MATERIAL:

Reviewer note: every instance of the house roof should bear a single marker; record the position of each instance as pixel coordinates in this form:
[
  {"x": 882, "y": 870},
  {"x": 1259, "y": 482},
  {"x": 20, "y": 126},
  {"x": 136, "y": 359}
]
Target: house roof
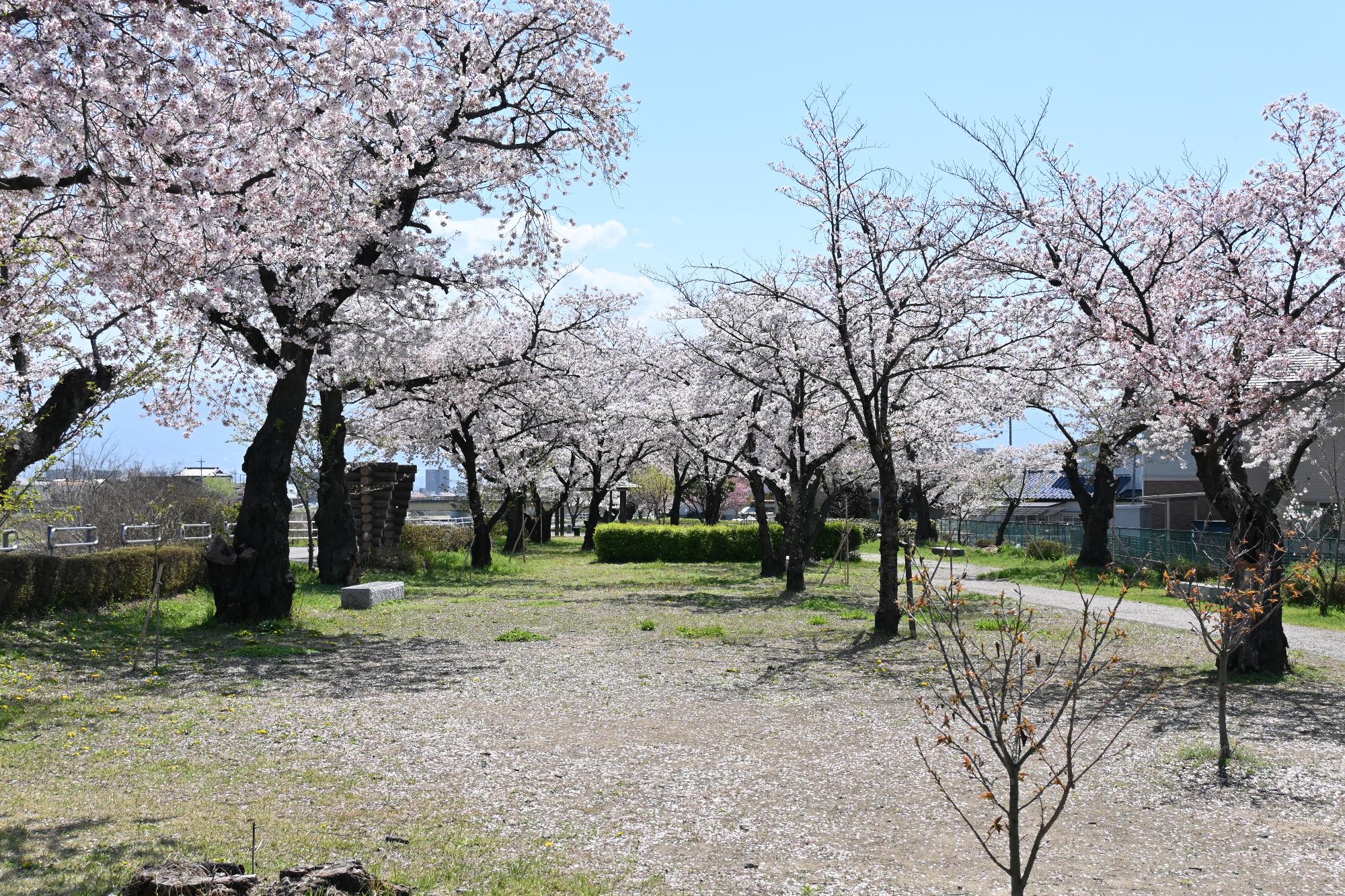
[
  {"x": 204, "y": 471},
  {"x": 1046, "y": 485}
]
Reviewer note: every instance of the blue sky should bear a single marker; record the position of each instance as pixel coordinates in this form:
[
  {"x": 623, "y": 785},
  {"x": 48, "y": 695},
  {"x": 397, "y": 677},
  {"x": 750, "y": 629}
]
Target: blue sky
[{"x": 722, "y": 85}]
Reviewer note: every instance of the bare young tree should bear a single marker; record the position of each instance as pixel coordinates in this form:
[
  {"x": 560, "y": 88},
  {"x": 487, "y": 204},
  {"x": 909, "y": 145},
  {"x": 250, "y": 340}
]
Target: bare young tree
[
  {"x": 1024, "y": 717},
  {"x": 1227, "y": 616}
]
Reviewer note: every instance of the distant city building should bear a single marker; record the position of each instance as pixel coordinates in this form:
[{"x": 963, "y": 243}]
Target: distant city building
[
  {"x": 439, "y": 482},
  {"x": 204, "y": 473}
]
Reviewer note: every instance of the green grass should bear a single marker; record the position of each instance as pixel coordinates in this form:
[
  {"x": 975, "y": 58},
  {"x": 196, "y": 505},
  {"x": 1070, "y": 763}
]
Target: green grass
[
  {"x": 1001, "y": 623},
  {"x": 1012, "y": 565},
  {"x": 271, "y": 650},
  {"x": 107, "y": 770},
  {"x": 701, "y": 631},
  {"x": 1202, "y": 752},
  {"x": 516, "y": 635}
]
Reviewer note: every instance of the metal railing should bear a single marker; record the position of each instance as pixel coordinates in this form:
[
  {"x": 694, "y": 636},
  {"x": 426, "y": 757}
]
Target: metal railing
[
  {"x": 127, "y": 529},
  {"x": 1167, "y": 545},
  {"x": 196, "y": 532},
  {"x": 53, "y": 544}
]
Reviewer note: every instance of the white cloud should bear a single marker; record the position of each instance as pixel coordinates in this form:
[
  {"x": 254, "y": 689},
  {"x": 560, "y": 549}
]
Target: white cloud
[
  {"x": 584, "y": 239},
  {"x": 484, "y": 235},
  {"x": 653, "y": 299}
]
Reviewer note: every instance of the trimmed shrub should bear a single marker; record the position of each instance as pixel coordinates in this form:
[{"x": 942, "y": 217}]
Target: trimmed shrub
[
  {"x": 727, "y": 542},
  {"x": 868, "y": 528},
  {"x": 1044, "y": 549},
  {"x": 443, "y": 538},
  {"x": 40, "y": 583}
]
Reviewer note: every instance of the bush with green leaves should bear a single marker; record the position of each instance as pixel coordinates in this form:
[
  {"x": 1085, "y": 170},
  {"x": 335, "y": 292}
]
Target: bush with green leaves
[
  {"x": 418, "y": 537},
  {"x": 1044, "y": 549},
  {"x": 636, "y": 542},
  {"x": 34, "y": 583}
]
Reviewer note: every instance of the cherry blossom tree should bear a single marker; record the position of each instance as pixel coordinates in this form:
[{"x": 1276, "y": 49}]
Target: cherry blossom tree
[
  {"x": 69, "y": 350},
  {"x": 895, "y": 294},
  {"x": 1223, "y": 302},
  {"x": 1007, "y": 475},
  {"x": 767, "y": 349},
  {"x": 609, "y": 428},
  {"x": 294, "y": 165},
  {"x": 497, "y": 396}
]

REQUIRED TASK:
Copy the material exactly. Do not include the pictures.

FINAL RESULT:
Reviewer note: every instance of the house roof should bear a single marker; record the position of each instance as pixel coordinates in this form:
[
  {"x": 882, "y": 870},
  {"x": 1259, "y": 482},
  {"x": 20, "y": 126},
  {"x": 136, "y": 359}
]
Target: house roof
[
  {"x": 204, "y": 471},
  {"x": 1046, "y": 485}
]
Reviewer note: every instance of the blue sky should bear a single marker; record the position of each instance as pixel coordinates in this form:
[
  {"x": 623, "y": 785},
  {"x": 48, "y": 695},
  {"x": 397, "y": 677},
  {"x": 750, "y": 629}
]
Target: blue sky
[{"x": 722, "y": 85}]
Reviewer note: every instance of the bare young tree should bear a single marker; record the position of each instance as pixel coordinates in this form:
[
  {"x": 560, "y": 88},
  {"x": 487, "y": 204},
  {"x": 909, "y": 145},
  {"x": 250, "y": 340}
]
Target: bare young tree
[
  {"x": 1024, "y": 717},
  {"x": 1227, "y": 616}
]
Reviewer note: every instance of the distant city building should bear a single marker; record the position of each instance as pixel coordinates in this form:
[{"x": 963, "y": 243}]
Target: distant city building
[
  {"x": 439, "y": 482},
  {"x": 204, "y": 473}
]
Reviewer note: every instance of the green grass should bear a single marker; record the position of each instance as pixel coordinates in this form:
[
  {"x": 975, "y": 58},
  {"x": 196, "y": 505},
  {"x": 1070, "y": 763}
]
Target: green grass
[
  {"x": 1001, "y": 623},
  {"x": 1012, "y": 565},
  {"x": 271, "y": 650},
  {"x": 107, "y": 770},
  {"x": 701, "y": 631},
  {"x": 1202, "y": 752},
  {"x": 516, "y": 635}
]
Reviewer note: every instance of the metal railing should bear a single marker; record the position of each instance as pixel coordinates in this form:
[
  {"x": 694, "y": 636},
  {"x": 426, "y": 757}
]
Target: metal railing
[
  {"x": 127, "y": 529},
  {"x": 1167, "y": 545},
  {"x": 196, "y": 532},
  {"x": 53, "y": 544}
]
Reviewer note: every instance of the white cloud should bear a single marker; record the position of each instance as pixel coordinates in this form:
[
  {"x": 254, "y": 689},
  {"x": 560, "y": 549}
]
Target: white cloud
[
  {"x": 584, "y": 239},
  {"x": 484, "y": 235},
  {"x": 653, "y": 299}
]
Reviewer note: every instance of the trimmed shrub should bear a single marker; record the position of each instance as pixel coordinates in this form:
[{"x": 942, "y": 217}]
Target: trimmed shrub
[
  {"x": 727, "y": 542},
  {"x": 868, "y": 528},
  {"x": 1044, "y": 549},
  {"x": 443, "y": 538},
  {"x": 40, "y": 583}
]
Reviewer note: every instance of the bush with green leaves should bear a single marker; record the position of each instance as pixel coordinates in this form:
[
  {"x": 1085, "y": 170},
  {"x": 335, "y": 292}
]
Target: bush with green leaves
[
  {"x": 418, "y": 537},
  {"x": 1044, "y": 549},
  {"x": 636, "y": 542},
  {"x": 34, "y": 583}
]
Reviewer note: every instance of the cherry blossom tree should bear a single marker; record the position of each instance as pixel coordinates in this form:
[{"x": 1276, "y": 49}]
Target: cherry blossom tree
[
  {"x": 69, "y": 350},
  {"x": 895, "y": 294},
  {"x": 1223, "y": 302},
  {"x": 1007, "y": 475},
  {"x": 767, "y": 349},
  {"x": 609, "y": 428},
  {"x": 294, "y": 165},
  {"x": 497, "y": 396}
]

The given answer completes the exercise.